**The exercise:**
Count the lines in the data that contain the string "brick", treating uppercase and lowercase as different. Give only the number.

**Information provided:**
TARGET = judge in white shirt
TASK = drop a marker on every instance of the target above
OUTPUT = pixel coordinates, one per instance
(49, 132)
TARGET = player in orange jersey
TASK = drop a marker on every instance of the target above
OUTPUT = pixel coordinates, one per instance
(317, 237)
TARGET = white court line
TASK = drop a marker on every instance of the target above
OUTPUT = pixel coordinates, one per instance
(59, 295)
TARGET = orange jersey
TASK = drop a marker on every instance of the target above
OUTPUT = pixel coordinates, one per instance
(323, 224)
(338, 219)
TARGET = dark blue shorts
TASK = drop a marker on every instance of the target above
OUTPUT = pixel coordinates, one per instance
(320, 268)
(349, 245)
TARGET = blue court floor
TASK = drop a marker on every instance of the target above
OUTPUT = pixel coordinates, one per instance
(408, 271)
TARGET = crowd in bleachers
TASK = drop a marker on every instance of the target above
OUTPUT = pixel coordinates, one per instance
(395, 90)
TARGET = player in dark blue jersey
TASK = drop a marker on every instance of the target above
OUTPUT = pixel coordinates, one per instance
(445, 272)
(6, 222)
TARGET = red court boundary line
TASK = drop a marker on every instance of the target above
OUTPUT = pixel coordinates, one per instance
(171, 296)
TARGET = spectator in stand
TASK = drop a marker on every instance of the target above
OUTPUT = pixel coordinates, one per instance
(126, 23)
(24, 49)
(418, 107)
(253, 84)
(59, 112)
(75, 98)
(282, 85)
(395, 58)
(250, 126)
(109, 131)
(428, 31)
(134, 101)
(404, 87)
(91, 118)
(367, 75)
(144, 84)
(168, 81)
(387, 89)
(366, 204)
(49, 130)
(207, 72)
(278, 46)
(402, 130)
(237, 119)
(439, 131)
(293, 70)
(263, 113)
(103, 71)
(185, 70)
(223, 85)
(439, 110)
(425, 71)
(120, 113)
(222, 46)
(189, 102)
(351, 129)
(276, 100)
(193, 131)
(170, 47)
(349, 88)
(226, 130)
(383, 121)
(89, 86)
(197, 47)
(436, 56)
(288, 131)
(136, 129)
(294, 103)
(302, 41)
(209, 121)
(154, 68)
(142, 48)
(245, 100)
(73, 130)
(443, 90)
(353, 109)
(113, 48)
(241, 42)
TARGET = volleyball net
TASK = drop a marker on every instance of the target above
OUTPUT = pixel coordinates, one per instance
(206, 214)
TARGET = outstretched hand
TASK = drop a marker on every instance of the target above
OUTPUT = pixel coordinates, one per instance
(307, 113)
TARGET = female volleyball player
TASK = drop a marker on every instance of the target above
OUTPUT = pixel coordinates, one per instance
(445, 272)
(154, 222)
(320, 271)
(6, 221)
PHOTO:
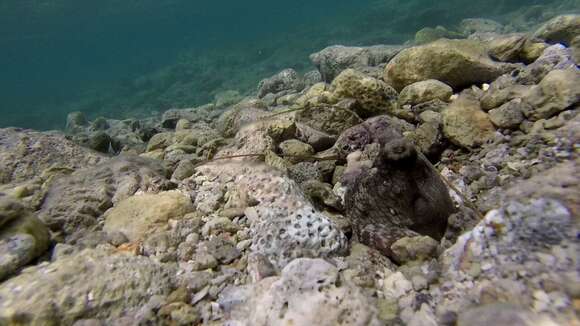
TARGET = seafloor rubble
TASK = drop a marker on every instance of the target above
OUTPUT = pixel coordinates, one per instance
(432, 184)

--

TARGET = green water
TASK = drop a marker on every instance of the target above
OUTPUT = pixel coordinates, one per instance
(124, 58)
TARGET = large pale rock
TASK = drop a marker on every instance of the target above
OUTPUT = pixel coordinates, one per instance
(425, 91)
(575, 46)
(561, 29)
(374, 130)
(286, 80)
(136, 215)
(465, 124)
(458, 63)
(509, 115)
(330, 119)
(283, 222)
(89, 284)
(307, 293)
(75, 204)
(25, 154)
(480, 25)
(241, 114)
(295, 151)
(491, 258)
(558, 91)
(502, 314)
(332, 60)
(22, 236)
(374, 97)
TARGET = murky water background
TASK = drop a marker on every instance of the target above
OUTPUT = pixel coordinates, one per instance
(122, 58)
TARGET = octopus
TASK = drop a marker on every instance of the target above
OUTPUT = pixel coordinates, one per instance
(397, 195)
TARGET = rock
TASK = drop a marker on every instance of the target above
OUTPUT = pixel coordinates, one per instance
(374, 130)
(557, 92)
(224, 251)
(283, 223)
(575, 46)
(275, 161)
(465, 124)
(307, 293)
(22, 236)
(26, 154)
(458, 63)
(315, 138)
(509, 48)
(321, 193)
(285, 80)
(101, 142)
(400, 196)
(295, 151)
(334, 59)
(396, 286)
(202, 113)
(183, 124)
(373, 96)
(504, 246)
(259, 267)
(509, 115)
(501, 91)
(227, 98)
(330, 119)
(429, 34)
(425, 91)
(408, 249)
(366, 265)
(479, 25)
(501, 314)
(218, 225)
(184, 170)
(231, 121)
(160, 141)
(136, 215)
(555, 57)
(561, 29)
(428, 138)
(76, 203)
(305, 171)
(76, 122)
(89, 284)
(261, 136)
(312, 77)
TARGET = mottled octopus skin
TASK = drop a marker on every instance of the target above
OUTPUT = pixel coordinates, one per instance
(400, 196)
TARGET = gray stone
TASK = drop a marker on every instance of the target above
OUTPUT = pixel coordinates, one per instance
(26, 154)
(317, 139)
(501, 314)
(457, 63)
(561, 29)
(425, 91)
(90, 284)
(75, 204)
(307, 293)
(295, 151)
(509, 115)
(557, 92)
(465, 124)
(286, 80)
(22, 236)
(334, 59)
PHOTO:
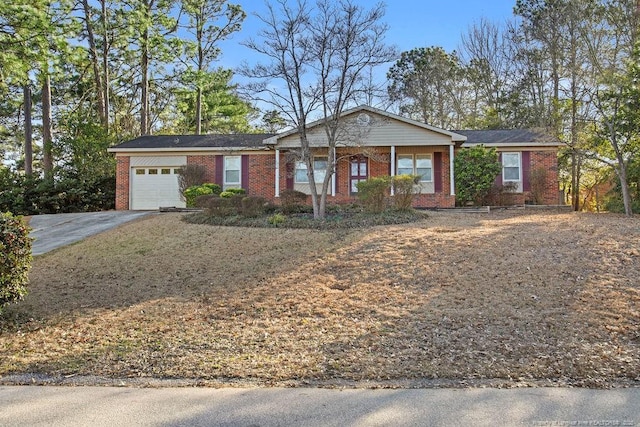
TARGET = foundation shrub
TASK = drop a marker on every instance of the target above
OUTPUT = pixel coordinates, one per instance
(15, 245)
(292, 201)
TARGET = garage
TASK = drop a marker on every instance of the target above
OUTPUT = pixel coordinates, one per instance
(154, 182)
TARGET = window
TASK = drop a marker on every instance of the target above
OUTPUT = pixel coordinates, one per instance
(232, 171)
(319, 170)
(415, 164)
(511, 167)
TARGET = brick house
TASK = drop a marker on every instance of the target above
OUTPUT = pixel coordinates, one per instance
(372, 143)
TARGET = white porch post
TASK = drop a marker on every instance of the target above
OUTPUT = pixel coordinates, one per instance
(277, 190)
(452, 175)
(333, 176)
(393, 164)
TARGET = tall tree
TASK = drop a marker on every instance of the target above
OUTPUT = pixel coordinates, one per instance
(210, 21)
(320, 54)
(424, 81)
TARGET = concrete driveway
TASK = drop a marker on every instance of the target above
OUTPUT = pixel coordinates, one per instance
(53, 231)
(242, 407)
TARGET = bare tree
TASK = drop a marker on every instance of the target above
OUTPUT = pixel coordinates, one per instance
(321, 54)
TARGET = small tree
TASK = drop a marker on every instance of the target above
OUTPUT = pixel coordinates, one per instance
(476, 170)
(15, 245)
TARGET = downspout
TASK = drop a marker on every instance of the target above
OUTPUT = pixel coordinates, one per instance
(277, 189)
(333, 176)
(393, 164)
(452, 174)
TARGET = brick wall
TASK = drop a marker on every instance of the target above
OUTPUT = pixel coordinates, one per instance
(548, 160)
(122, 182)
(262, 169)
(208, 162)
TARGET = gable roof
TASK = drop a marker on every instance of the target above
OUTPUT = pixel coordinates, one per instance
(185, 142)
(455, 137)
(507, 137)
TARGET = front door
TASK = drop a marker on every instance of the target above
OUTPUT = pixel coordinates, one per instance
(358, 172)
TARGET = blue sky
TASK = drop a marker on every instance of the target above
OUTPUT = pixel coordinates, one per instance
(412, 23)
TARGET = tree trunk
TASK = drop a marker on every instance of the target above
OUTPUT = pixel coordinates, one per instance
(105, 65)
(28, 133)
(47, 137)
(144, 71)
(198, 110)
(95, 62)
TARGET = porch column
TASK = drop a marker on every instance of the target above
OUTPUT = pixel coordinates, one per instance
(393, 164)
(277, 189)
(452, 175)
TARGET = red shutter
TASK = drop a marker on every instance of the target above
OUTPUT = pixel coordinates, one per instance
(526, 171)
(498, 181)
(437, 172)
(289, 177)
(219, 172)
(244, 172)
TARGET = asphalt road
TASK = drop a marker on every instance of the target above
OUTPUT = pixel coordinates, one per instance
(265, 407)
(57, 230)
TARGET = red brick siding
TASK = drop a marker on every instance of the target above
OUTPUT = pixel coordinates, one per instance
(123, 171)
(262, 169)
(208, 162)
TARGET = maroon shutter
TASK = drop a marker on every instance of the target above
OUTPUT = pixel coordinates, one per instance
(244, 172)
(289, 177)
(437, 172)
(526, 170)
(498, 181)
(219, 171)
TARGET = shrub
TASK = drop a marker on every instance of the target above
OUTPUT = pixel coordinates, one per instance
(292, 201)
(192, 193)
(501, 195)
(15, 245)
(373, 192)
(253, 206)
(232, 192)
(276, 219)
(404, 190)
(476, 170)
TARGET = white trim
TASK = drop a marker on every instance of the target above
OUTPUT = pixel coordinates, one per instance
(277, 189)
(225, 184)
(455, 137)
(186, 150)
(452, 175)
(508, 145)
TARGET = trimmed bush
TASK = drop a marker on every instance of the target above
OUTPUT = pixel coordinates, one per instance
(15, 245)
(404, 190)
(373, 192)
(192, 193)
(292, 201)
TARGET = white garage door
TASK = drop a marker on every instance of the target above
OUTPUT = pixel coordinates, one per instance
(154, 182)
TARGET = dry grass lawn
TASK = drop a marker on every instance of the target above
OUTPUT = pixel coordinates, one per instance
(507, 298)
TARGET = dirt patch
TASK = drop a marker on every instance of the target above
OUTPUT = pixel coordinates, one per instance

**Final result:**
3